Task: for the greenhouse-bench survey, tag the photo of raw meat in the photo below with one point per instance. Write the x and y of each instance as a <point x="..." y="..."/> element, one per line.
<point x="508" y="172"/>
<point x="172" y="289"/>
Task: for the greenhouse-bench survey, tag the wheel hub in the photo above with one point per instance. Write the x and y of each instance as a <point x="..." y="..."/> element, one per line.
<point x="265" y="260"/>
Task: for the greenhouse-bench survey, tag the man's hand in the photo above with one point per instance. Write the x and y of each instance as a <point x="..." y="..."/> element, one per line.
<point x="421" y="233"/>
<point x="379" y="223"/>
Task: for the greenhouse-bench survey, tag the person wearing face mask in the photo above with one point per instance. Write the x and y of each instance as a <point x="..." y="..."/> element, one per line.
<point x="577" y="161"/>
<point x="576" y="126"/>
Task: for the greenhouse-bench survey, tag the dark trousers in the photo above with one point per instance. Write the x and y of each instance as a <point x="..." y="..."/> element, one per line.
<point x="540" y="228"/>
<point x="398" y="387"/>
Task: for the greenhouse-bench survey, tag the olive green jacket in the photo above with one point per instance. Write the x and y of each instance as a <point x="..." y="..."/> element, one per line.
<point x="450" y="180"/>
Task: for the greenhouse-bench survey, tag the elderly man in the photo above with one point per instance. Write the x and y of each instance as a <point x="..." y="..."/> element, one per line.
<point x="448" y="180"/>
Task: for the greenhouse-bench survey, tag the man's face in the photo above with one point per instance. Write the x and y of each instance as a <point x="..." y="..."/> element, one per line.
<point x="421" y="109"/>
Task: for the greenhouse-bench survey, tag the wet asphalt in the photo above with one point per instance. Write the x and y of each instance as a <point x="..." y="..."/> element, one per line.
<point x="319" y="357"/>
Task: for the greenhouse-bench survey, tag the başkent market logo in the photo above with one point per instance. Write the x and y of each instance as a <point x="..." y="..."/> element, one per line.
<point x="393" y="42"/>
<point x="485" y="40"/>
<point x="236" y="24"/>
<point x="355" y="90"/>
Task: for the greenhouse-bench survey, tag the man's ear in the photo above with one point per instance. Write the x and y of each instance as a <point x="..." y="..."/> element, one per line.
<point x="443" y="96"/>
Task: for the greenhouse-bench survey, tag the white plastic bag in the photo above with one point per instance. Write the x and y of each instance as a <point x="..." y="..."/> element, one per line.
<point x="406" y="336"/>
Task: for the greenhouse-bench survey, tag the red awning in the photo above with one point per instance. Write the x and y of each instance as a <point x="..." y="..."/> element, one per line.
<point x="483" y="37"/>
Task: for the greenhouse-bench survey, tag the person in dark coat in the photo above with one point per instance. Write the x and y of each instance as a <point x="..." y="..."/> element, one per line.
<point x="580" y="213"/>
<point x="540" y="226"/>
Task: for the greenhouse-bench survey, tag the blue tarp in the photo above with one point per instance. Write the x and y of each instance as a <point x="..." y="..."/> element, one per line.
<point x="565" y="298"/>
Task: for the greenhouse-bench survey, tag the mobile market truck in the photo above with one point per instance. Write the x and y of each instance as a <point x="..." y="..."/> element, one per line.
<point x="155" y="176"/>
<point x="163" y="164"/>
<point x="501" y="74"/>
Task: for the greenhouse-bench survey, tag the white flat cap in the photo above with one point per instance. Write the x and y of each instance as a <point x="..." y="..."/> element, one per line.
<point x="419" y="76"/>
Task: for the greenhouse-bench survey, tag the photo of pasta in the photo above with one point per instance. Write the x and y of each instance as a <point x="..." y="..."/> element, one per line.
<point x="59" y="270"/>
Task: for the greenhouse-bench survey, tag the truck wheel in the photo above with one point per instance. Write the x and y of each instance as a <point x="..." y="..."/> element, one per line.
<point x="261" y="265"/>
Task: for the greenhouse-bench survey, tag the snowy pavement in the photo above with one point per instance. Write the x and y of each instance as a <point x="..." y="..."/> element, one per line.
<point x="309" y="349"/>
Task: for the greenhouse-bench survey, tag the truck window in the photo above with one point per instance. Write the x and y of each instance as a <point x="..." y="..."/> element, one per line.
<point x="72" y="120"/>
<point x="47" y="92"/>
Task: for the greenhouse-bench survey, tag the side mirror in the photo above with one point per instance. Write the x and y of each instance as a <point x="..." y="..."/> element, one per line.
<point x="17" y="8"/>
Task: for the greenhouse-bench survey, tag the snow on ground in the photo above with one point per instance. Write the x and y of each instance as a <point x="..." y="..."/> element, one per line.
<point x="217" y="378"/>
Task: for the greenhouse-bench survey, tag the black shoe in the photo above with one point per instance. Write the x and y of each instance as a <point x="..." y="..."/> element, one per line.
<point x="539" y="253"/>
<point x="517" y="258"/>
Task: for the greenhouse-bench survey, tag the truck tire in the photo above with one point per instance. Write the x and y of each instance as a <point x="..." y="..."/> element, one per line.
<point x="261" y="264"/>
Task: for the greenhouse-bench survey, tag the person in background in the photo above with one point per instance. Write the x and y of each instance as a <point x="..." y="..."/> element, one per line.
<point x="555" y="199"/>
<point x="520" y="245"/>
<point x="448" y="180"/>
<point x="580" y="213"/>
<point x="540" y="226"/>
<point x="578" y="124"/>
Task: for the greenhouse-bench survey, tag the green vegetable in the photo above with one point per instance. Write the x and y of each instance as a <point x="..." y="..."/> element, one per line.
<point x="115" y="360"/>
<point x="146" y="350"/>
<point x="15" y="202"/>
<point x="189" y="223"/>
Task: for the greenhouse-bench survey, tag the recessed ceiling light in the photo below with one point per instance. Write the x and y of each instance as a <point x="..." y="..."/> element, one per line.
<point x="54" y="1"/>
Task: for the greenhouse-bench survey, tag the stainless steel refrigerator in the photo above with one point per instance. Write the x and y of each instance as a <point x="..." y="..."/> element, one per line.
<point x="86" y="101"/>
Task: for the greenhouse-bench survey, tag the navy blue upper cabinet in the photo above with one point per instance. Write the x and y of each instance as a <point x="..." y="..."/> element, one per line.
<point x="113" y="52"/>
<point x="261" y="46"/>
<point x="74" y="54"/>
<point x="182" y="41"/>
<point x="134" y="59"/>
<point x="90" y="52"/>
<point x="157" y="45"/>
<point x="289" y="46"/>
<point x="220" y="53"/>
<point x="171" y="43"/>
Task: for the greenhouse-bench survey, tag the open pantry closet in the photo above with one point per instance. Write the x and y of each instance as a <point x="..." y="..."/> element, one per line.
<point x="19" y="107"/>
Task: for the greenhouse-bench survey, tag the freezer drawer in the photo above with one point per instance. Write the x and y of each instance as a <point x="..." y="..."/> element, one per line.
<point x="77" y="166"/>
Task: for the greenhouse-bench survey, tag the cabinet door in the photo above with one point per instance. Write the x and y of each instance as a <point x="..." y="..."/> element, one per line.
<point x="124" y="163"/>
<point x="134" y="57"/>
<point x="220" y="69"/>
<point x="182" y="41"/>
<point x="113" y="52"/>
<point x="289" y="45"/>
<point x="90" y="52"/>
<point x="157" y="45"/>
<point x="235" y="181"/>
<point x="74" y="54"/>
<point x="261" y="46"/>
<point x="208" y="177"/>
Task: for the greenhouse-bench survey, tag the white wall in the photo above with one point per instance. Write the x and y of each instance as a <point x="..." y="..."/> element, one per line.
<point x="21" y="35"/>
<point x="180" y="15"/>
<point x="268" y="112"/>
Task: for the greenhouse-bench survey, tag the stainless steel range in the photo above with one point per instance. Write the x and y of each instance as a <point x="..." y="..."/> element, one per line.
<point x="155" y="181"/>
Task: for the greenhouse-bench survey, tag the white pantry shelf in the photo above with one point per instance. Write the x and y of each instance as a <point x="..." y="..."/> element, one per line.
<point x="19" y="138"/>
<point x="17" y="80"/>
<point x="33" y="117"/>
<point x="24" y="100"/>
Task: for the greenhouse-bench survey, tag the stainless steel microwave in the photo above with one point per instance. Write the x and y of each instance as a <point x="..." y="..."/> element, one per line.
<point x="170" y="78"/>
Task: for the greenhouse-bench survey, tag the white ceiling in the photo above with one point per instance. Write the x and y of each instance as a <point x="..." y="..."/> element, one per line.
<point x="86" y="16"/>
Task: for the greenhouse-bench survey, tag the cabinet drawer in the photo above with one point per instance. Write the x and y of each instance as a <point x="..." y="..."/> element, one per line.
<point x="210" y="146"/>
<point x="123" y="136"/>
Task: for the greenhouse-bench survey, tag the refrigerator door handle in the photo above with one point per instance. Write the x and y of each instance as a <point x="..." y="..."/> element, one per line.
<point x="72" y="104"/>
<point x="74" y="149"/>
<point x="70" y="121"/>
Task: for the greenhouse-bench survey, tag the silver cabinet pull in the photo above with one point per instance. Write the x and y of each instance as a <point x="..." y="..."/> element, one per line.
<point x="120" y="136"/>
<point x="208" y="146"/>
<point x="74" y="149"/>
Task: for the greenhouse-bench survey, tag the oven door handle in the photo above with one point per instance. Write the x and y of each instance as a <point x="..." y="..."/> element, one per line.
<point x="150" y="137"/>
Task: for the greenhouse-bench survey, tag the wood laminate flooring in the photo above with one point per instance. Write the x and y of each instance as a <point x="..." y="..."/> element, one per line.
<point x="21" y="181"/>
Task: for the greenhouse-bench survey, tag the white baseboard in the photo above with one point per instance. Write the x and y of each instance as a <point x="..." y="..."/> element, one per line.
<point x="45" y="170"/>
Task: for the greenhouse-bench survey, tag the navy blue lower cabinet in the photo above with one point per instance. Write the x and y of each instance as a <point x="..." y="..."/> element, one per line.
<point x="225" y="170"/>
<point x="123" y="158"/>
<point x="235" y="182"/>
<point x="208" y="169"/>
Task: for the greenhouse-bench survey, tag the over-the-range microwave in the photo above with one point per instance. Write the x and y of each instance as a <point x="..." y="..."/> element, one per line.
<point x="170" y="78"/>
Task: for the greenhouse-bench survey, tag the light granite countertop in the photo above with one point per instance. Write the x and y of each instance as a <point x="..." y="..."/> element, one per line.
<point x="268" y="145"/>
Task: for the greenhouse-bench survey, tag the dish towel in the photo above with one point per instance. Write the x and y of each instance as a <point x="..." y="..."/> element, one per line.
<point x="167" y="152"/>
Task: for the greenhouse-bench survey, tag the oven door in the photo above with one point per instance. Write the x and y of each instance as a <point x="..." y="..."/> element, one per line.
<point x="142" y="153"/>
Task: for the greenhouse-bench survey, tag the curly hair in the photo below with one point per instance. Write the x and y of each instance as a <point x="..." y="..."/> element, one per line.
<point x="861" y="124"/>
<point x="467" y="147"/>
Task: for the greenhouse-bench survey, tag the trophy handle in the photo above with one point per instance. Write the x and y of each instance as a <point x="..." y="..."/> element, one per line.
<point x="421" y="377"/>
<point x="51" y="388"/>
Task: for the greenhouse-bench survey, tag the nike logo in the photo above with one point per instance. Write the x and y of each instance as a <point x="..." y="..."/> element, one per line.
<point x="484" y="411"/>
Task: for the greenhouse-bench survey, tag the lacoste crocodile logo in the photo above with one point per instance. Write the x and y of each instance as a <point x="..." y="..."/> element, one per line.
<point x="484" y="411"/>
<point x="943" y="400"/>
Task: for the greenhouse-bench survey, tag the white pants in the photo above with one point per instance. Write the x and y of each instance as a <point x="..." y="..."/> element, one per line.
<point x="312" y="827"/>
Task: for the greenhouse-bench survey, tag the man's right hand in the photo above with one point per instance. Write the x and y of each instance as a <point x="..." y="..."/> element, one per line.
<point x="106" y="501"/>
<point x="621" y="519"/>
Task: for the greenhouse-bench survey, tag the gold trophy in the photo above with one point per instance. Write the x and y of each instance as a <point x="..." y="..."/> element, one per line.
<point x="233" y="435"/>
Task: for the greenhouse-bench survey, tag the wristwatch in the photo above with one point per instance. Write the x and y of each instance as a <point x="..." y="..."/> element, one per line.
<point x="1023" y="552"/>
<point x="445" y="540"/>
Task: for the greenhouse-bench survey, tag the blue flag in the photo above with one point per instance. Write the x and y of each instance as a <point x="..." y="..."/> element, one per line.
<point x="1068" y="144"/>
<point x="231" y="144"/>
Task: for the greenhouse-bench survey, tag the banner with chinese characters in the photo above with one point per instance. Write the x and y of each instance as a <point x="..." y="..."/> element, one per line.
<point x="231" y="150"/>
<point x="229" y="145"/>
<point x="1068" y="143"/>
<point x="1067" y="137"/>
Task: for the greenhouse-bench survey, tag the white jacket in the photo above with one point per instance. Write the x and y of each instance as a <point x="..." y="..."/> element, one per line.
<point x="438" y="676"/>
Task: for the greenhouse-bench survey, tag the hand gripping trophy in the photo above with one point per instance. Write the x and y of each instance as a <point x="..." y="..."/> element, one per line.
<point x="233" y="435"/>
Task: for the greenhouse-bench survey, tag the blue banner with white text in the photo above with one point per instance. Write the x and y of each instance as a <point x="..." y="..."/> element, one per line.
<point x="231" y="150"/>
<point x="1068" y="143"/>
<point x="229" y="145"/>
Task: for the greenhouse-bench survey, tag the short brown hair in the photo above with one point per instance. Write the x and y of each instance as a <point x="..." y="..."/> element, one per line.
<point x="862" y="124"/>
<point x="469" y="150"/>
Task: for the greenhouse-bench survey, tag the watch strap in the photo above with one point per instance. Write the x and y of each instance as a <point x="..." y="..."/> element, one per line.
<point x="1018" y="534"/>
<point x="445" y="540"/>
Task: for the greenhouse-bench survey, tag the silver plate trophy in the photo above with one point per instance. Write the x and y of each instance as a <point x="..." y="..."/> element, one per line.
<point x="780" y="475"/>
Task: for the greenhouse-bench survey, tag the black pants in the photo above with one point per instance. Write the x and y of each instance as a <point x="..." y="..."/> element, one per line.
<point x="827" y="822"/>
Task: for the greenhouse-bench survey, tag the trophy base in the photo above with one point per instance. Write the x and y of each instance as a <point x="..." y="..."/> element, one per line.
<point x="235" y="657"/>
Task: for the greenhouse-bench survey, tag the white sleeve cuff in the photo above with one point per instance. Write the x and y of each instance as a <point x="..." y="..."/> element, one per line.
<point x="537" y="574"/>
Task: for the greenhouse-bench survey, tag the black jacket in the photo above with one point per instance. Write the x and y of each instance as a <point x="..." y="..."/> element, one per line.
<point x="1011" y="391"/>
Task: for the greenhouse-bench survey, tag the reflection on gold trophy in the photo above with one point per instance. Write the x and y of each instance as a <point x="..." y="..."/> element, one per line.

☆ ☆ ☆

[The problem] Reproduce verbatim only the lines from the one holding "Task: for the greenhouse-bench survey, tag the black jacket" through the end of the records.

[Task output]
Task: for the greenhouse-bench survey, tag the black jacket in the photo above with one point per instance. Write the x and y of each instance as a <point x="..." y="..."/> element, one per line.
<point x="1011" y="391"/>
Task: for the greenhouse-bench survey, tag the reflection on gold trophy in the photo above with one point per instance. Write the x and y of each instance as a <point x="..." y="..."/> element, one per line.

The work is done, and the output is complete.